• CONSEGNA
Trascrivi testualmente la parte del brano sulla cinocrazia che inizia con "Per anni ho" e termina con "del mio cane.".

• BRANO DI RIFERIMENTO
───

Cinocrazia. Ritratto della nuova razza padrona. Come in India ci sono le vacche sacre, nel mondo occidentale abbiamo sacralizzato i cani.

Cinocrazia

Cinocrazia

In una limpida mattina d’autunno, avvolto dalla quiete di un parco pubblico, mi sono sottoposto ad un rito d’iniziazione. Chinato a terra, la mano infilata in un sacchetto di plastica, lo sguardo a cercare consensi intorno, ho raccolto il gruzzolo di scarti fisiologici di Jackie Brown, e quasi solennemente mi sono rialzato, con l’intima certezza che con quel gesto avevo sancito il mio ingresso in un sistema di potere.

Lei, intanto, mi osservava in un perfetto silenzio. Talmente meticcia da avere persino gli occhi di colore diverso, Jackie Brown è la cagnetta della mia famiglia. Da alcuni anni mi accompagna nei parchi pedecollinari di Bologna, e in quei luoghi soffusi d’umidità e poesia ho imparato molte cose sui cani, sui padroni, e su me stesso. Ma soprattutto, Jackie Brown mi ha fatto accorgere dell’esistenza di un nuovo sistema di relazioni fra uomo e animale domestico a cui ho dato il bizzarro nome di “cinocrazia”, o, il dominio del cane sull’uomo.

Per anni ho resistito l’idea di fare parte, e tantomeno di essere un sottoposto, della cinocrazia. Pur provando gioia nell’accompagnarmi a Jackie Brown per vie campestri, ho sempre cercato di mantenere una certa gerarchia di ruoli. Le voglio bene, ma di un sentimento fondato sulla distanza che istintivamente sento esistere fra me, uomo, e lei, cane. Eppure mi accorgevo che fra i cani e i padroni che incrociavamo nelle nostre uscite c’era un rapporto particolare, una strana, quasi inquietante simbiosi, che a volte portava il padrone a mettersi in condizioni di subordinazione al proprio cane. La ribellione contro questa apparente nuova forma di sudditanza era racchiusa nel mio rifiuto – nonostante il protocollo – di raccogliere gli escrementi del mio cane.

Fino al giorno in cui ho cambiato idea, e ho compiuto il rito di passaggio sopra descritto. Non solo per senso civico, ma soprattutto perché mi sono ricordato che il modo migliore per conoscere –  e resistere a – un sistema di potere era entrarvi dentro. Compreso il potere dei cani, la cinocrazia.

───

• ESTRATTI DEL DATASET
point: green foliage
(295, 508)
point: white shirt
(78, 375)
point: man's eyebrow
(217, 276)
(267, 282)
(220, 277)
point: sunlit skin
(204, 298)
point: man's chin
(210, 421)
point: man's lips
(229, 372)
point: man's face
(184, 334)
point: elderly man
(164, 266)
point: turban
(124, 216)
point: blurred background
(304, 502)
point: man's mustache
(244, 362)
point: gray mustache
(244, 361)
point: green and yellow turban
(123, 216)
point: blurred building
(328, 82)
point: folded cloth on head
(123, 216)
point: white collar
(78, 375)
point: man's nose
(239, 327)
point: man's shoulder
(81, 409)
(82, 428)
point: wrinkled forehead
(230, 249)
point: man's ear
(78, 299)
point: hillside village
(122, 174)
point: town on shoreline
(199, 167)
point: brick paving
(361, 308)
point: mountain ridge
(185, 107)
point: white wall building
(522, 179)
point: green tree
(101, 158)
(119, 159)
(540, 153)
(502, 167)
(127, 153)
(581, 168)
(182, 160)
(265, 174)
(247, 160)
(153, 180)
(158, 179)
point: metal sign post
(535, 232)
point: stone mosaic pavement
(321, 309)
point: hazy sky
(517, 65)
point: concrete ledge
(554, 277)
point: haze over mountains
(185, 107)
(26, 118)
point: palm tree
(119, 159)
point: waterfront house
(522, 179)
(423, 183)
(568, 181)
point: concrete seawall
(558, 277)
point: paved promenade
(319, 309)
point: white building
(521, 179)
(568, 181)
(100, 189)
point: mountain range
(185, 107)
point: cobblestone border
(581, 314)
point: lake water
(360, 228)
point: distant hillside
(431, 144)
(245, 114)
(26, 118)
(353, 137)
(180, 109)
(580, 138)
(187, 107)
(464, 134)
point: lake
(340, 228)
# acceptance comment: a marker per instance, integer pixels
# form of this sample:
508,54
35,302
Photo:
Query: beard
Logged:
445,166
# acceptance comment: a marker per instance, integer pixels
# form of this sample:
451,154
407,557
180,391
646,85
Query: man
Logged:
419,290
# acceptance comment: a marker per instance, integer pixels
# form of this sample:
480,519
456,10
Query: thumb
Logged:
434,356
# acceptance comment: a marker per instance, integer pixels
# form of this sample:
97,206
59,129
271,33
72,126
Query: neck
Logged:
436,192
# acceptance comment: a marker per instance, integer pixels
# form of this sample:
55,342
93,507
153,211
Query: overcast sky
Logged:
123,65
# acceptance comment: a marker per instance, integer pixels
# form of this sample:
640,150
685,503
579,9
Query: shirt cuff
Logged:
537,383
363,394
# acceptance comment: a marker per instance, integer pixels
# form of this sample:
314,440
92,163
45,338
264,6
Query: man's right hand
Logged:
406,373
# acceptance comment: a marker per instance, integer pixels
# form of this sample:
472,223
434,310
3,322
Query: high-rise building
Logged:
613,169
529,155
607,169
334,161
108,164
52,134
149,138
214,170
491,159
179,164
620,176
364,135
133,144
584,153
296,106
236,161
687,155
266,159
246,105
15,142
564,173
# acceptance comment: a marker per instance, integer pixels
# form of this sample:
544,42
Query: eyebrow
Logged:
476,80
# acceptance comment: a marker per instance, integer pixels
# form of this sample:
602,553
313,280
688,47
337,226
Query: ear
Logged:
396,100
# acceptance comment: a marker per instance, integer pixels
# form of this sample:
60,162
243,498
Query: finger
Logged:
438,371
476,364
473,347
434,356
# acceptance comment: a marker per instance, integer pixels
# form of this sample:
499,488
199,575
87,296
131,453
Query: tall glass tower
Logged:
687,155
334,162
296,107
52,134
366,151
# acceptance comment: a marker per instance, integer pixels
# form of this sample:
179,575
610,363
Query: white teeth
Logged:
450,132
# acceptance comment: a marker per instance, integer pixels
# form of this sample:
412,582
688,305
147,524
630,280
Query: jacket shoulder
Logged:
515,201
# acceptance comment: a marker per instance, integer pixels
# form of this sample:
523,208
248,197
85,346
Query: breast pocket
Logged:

───

• SOLUZIONE
Per anni ho resistito l’idea di fare parte, e tantomeno di essere un sottoposto, della cinocrazia. Pur provando gioia nell’accompagnarmi a Jackie Brown per vie campestri, ho sempre cercato di mantenere una certa gerarchia di ruoli. Le voglio bene, ma di un sentimento fondato sulla distanza che istintivamente sento esistere fra me, uomo, e lei, cane. Eppure mi accorgevo che fra i cani e i padroni che incrociavamo nelle nostre uscite c’era un rapporto particolare, una strana, quasi inquietante simbiosi, che a volte portava il padrone a mettersi in condizioni di subordinazione al proprio cane. La ribellione contro questa apparente nuova forma di sudditanza era racchiusa nel mio rifiuto – nonostante il protocollo – di raccogliere gli escrementi del mio cane.